DOCUMENT SECTION:
*-*-*

I can’t remember Laverne’s face, only her legs. But that makes sense, because standing tall, I came up to her knees. I was two years old and I adored my preschool teacher. Under her guidance, my entire class aspired to greatness, which we defined as climbing to the top of the jungle gym. One by one, the other kids triumphed. Finally, I was the only child who hadn’t summited.

Every day, I arrived at school and gazed at that jungle gym — majestic and imposing, beckoning and terrifying. The bars towered enormous, a soaring five feet tall. I felt a powerful need to climb. But every time I stepped toward the challenge, my fear steered me back to the safety of the swings. One morning, Laverne found me at the base of the grand structure, staring up. I was verbal for my age, so she knelt next to me and asked what was holding me back.

“It’s too big.”

“Are you scared?”

“Very scared.”

“Well, here’s an idea.” Laverne spoke slowly, giving me time to keep up. “You can be scared without being brave, but you can’t be brave without being scared.”

*-*-*

DATA EXTRACT:

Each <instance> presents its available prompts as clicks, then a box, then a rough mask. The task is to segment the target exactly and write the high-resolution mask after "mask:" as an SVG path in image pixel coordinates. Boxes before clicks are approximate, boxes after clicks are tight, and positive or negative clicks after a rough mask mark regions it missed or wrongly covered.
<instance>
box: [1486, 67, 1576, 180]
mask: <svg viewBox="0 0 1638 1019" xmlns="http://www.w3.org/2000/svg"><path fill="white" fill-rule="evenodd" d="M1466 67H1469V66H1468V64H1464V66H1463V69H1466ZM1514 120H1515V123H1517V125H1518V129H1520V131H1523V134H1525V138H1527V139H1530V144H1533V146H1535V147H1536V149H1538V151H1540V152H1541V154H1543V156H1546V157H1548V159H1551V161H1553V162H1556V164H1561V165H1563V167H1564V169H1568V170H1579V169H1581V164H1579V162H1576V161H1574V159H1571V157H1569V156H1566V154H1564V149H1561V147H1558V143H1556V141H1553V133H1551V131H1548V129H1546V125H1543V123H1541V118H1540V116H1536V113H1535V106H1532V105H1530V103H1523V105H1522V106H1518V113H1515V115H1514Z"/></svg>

*-*-*

PROBLEMS TO WORK ON:
- a) Answer these about the jungle gym story:
(i) How old was the narrator at the time?
(ii) How tall were the bars of the jungle gym?
(iii) Where did the narrator's fear keep steering the narrator back to?
- b) Carry on the jungle gym story, picking up right after Laverne's line about being scared and being brave.
The listing isn't needed for anything here.

EXERCISE ANSWERS:
- a)
(i) Two years old.
(ii) Five feet tall.
(iii) The safety of the swings.

- b)
I replayed her words in my head several times. After a minute, I nodded. “I’m ready to be scared and brave, not just scared.”  I stepped forward, then hesitated.

Laverne took my hand. “Let’s do it together.”

I remember the next few minutes as a series of disjointed freeze frames —  the cold against my hands as I gripped the bars, the strain as I pulled myself upward. A part of my memory confused me for a long time: a crystal clear view of a smooth, medium brown surface, under a lattice of white. I couldn’t make sense of it until I realized that as I climbed, Laverne climbed next to me. When I looked at her for a shot of courage, I was looking at her brown legs under white fishnet stockings.

My next memory is the sound of my classmates cheering. I turned my head slowly, astonished at the splendor of the view. I saw a red ball behind a shed, a white sock in a pile of leaves, a spiderweb in a nearby tree. I beamed at the sweeping panorama brimming with hidden treasures. The moment was fine and at two years old, I was changed forever.

To this day, I always feel a warm confidence when I think of jungle gyms, spiderwebs and fishnet stockings. Although I didn’t have the language to frame the feelings when I was two years old, I understood on a visceral level the value of fear as an essential part of courage. I experienced first-hand how a great teacher can bring students to heights they never thought possible. In a place too deep for words, I knew that when a girl reaches the top of her world, she’ll never be the same.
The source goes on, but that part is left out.